** start of The records **

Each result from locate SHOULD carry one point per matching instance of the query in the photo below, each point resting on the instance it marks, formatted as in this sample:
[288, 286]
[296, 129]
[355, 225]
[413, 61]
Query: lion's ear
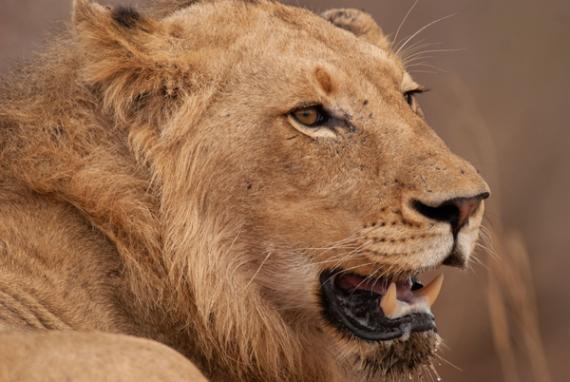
[124, 54]
[360, 24]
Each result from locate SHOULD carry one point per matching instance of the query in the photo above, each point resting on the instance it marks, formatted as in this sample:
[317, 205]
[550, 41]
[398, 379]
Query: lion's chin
[396, 358]
[383, 337]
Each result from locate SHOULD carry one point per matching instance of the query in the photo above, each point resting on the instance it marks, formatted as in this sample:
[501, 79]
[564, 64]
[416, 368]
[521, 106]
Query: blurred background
[498, 74]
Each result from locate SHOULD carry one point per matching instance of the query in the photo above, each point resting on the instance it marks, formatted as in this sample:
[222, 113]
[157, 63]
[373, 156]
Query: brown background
[501, 100]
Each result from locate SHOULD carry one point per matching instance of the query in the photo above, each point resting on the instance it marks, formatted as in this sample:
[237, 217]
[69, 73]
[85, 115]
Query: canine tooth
[389, 302]
[430, 292]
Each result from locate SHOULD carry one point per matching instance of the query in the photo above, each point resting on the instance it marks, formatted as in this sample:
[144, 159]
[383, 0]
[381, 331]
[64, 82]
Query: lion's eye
[410, 97]
[312, 116]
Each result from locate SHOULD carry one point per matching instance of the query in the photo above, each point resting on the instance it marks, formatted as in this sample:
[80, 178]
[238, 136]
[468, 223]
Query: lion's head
[295, 190]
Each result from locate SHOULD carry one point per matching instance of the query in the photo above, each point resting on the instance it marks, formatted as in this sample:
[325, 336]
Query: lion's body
[124, 208]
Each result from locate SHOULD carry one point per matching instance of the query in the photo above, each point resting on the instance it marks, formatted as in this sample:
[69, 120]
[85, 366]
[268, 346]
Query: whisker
[399, 49]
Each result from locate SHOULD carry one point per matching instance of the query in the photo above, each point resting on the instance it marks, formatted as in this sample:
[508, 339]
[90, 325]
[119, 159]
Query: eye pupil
[310, 116]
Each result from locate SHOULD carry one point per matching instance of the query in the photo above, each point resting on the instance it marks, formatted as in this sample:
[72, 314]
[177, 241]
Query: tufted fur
[150, 184]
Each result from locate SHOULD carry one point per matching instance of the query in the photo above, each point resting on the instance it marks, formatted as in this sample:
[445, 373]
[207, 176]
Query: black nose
[455, 211]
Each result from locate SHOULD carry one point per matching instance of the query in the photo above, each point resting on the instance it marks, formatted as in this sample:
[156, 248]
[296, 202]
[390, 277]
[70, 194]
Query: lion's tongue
[397, 298]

** end of The records **

● What is required:
Select each line of the data above that contains the string "background", treating uppercase and lowercase letters as different.

● The solution:
Query: blurred background
Query: brown background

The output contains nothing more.